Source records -
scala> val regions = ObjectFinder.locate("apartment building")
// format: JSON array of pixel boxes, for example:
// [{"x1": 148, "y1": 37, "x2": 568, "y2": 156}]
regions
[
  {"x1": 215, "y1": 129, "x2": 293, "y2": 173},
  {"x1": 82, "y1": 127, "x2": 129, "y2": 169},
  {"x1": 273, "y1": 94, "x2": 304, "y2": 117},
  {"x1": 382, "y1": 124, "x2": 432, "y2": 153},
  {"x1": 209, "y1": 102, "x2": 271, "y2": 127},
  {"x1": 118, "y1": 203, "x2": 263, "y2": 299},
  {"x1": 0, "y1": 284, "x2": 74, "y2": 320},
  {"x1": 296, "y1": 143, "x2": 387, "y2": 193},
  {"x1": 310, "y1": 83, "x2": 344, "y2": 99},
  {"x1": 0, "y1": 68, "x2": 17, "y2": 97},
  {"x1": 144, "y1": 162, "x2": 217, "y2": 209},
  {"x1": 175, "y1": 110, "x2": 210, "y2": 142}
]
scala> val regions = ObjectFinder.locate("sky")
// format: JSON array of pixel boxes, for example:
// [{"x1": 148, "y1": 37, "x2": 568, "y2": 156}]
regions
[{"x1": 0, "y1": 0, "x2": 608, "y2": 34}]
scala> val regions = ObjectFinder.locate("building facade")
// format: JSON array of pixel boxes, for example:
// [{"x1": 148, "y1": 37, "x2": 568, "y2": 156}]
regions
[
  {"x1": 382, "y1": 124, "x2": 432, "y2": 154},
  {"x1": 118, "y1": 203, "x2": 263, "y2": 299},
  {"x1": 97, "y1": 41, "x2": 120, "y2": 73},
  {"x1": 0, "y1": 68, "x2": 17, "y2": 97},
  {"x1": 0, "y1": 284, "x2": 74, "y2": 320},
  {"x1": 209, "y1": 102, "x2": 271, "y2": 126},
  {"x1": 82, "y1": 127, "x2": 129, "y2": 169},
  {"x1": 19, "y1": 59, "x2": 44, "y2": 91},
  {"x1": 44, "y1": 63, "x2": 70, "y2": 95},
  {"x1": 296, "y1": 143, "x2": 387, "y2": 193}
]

AIM OF THE TASK - Select every line of the items above that contains the string "scala", treating uppercase and lowercase as different.

THE RESULT -
scala> val regions = ObjectFinder.locate("apartment building")
scala> val regions = ObjectFinder.locate("sky")
scala> val regions = ObjectFinder.locate("building facade")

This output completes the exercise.